** start **

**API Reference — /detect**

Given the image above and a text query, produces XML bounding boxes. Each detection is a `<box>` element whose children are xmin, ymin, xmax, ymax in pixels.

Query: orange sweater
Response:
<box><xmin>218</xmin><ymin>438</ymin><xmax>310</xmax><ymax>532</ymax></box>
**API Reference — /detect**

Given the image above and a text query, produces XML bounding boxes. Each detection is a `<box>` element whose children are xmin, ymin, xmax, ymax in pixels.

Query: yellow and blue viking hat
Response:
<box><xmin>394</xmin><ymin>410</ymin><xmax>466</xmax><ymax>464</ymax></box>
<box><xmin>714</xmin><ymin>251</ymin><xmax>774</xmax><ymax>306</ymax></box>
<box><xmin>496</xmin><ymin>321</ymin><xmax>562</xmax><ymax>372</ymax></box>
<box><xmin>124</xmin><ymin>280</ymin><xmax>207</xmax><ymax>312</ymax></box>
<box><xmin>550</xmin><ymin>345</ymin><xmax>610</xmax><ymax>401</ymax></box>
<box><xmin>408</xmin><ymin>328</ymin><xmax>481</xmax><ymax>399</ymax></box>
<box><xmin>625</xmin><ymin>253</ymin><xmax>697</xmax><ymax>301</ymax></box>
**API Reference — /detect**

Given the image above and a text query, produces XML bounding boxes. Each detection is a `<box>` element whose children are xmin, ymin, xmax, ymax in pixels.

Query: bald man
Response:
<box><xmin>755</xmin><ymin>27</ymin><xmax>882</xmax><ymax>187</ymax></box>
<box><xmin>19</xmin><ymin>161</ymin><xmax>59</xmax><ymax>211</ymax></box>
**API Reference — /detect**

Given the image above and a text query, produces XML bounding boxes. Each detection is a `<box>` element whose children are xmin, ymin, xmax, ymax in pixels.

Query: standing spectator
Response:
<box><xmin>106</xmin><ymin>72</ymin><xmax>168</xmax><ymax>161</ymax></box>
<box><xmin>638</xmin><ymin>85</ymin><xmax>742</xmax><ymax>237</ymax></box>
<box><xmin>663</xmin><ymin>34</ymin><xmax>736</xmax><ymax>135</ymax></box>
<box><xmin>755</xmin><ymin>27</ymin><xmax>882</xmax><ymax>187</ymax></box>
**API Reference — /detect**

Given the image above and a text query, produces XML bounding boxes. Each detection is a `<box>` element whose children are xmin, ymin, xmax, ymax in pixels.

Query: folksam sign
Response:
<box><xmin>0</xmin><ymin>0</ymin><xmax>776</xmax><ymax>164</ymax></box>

** end **

WHAT NEEDS TO BE DONE
Rewrite the material above, replacing "bounding boxes" with "detection boxes" everywhere it occurs and leaving every other character unchanged.

ANSWER TO THE EXERCISE
**API Reference — /detect**

Given the image above and a text query, produces XML detection boxes. Each detection is a `<box>` element whose children are xmin, ymin, xmax, ymax in pixels.

Query: orange sweater
Response:
<box><xmin>218</xmin><ymin>438</ymin><xmax>310</xmax><ymax>532</ymax></box>
**API Reference — /detect**

Given the image above and a text query, produces XML detection boxes. Each detection is a `<box>` element whose children are xmin, ymin, xmax, ymax in pixels.

Query: yellow and blue viking hat
Response:
<box><xmin>394</xmin><ymin>410</ymin><xmax>466</xmax><ymax>464</ymax></box>
<box><xmin>714</xmin><ymin>251</ymin><xmax>774</xmax><ymax>306</ymax></box>
<box><xmin>496</xmin><ymin>321</ymin><xmax>562</xmax><ymax>372</ymax></box>
<box><xmin>124</xmin><ymin>280</ymin><xmax>207</xmax><ymax>312</ymax></box>
<box><xmin>550</xmin><ymin>345</ymin><xmax>610</xmax><ymax>401</ymax></box>
<box><xmin>408</xmin><ymin>328</ymin><xmax>481</xmax><ymax>399</ymax></box>
<box><xmin>625</xmin><ymin>253</ymin><xmax>697</xmax><ymax>301</ymax></box>
**API Reference — /detect**

Given the image above and a text query, produces XML detection boxes. Each detection is a `<box>` element whose children are xmin, ymin, xmax, ymax in pixels.

Query: bald man
Response:
<box><xmin>755</xmin><ymin>27</ymin><xmax>882</xmax><ymax>187</ymax></box>
<box><xmin>19</xmin><ymin>161</ymin><xmax>59</xmax><ymax>211</ymax></box>
**API Reference — /detect**

Given the image above and a text query, produces XML detection boxes. Each detection is a `<box>` element whose children are xmin, ymin, xmax, ymax in pixels.

Query: standing spectator
Response:
<box><xmin>106</xmin><ymin>72</ymin><xmax>168</xmax><ymax>161</ymax></box>
<box><xmin>638</xmin><ymin>85</ymin><xmax>742</xmax><ymax>237</ymax></box>
<box><xmin>663</xmin><ymin>34</ymin><xmax>736</xmax><ymax>135</ymax></box>
<box><xmin>755</xmin><ymin>27</ymin><xmax>882</xmax><ymax>187</ymax></box>
**API Reference — /detect**

Given the image above and a text query, produces XML detection boxes. Each detection is a `<box>` element whose children are xmin, ymin, xmax, ymax in pixels.

Query: folksam sign
Response:
<box><xmin>0</xmin><ymin>0</ymin><xmax>776</xmax><ymax>164</ymax></box>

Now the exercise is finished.